WORK INSTRUCTIONS →
1: From the ground lease text below, reproduce everything from "iii. Another variation" down to "in the lease.".
2: According to the ground lease text below, what must the third appraiser do under the "baseball" approach?

SUPPLIED TEXT →
• • • • •
Key Ground Lease Terms: Described below are some of the key terms in a typical ground lease and some of the considerations that landlords and tenants must take into account in negotiating such a lease.

a. Term

Ground leases typically have significantly longer terms than other types of leases. Often the ground lease term is for 99 years, although the 99 year term may be stated in the form of a shorter initial term, with multiple renewal options. A tenant will want to ensure that the renewal options are not illusory, i.e. not subject to the whim of the landlord (e.g. provisions that the option lapses if the landlord and tenant cannot agree on rent for the renewal term). The ground lease should provide that if the landlord and tenant cannot agree on a rental rate for the renewal term, the rent is determined by an appraisal or arbitration method, described below.

b. Rent

Because ground leases are for longer terms, it is essential that a method be outlined in the lease for adjusting rent to keep up with inflation and the market over time. Typically, rent is adjusted by determining the fair market value of the property and then multiplying such value by the capitalization rate set forth in the lease to determine the rent for the renewal term.

Commonly, the fair market value of the property is determined by an appraisal process. A tripartite appraisal process in which the landlord and tenant each choose an appraiser (or arbitrator) and the two appraisers select a third appraiser is not unusual. There are several variations on how fair market value is determined by the appraisers, such as:

i. Landlord chooses an appraiser first who determines fair market value. Tenant can accept the first appraiser’s determination or select a second appraiser to do another fair market value determination. If the second appraisal is within a certain percentage of the first appraisal, the two are averaged and the average is the new rental rate. If the second appraisal and the first appraisal differ by more than a certain percentage, then a third appraiser is appointed. Either the third appraiser’s determination or a determination by agreement of two of three appraisers will serve as the fair market value.

ii. A variation of this is the “baseball” approach in which the third appraiser must select the decision of one of the first two appraisers.

iii. Another variation is for both the first and second appraiser to be selected at the same time and require them to mutually agree on the fair market value.

The appraisal processes can be time consuming and expensive, especially as the number of appraisers involved increases. Accordingly, a tenant will want to lengthen the intervals between which appraisals are required. Landlords and tenants also will attempt to shift the appraisal costs between them in the lease.

c. Completion of Improvements

The landlord will be particularly concerned with providing in the ground lease adequate safeguards to ensure that the tenant actually completes all of the tenant improvements so that the landlord is not left with a hole in the ground or a partial structure. A thorough investigation of the tenant’s financial strength and the terms of construction financing is necessary. A landlord should consider providing in the ground lease that construction cannot commence until the tenant delivers to the landlord: (i) an executed copy of the construction contract with a well-reputed contractor that provides for a fixed construction cost (to the extent possible), (ii) a commitment for a construction loan from a well-reputed lender, and (iii) a letter of credit or other security equal to the difference between the construction cost set forth in the construction contract and the amount of the construction loan. The extent to which the plans and drawings for the improvements must be pre-approved by the landlord is a matter of negotiation.
• • • • •
RECORD EXTRACTS →
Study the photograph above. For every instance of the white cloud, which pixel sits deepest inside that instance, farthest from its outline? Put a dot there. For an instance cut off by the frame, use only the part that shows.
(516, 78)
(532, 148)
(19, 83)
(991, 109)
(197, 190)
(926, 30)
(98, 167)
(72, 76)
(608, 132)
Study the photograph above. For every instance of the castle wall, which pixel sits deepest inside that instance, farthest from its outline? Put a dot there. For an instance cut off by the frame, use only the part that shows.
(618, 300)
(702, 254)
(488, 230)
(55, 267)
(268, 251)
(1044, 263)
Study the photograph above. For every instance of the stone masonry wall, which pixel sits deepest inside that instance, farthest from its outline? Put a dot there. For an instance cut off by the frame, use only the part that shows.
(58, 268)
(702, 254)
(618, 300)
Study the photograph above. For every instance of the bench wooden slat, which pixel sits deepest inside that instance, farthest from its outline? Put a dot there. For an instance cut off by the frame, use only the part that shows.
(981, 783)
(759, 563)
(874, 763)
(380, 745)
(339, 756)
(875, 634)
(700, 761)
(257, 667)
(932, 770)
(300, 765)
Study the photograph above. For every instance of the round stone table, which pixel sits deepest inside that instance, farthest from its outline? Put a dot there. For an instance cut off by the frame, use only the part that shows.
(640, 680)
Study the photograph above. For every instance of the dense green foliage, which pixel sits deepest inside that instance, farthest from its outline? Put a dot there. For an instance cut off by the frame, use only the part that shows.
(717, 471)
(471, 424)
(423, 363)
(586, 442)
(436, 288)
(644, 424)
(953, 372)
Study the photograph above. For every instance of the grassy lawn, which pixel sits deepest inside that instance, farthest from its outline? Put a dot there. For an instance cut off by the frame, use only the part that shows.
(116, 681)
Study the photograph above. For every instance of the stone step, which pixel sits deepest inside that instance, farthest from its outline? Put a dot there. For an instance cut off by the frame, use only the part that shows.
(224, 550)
• • • • •
RESPONSES TO THE TASKS →
1:
iii. Another variation is for both the first and second appraiser to be selected at the same time and require them to mutually agree on the fair market value.

The appraisal processes can be time consuming and expensive, especially as the number of appraisers involved increases. Accordingly, a tenant will want to lengthen the intervals between which appraisals are required. Landlords and tenants also will attempt to shift the appraisal costs between them in the lease.

2: The third appraiser must select the decision of one of the first two appraisers.